• Directions:
Retype the following listing line for line, keeping every character unchanged.

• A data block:

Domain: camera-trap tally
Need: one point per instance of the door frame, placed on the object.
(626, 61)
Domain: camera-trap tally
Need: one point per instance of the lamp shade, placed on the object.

• Result below:
Domain: camera-trap tally
Need: one point per instance of the door frame, placed on the object.
(626, 61)
Domain: camera-trap tally
Need: one point per instance of the lamp shade, placed on the object.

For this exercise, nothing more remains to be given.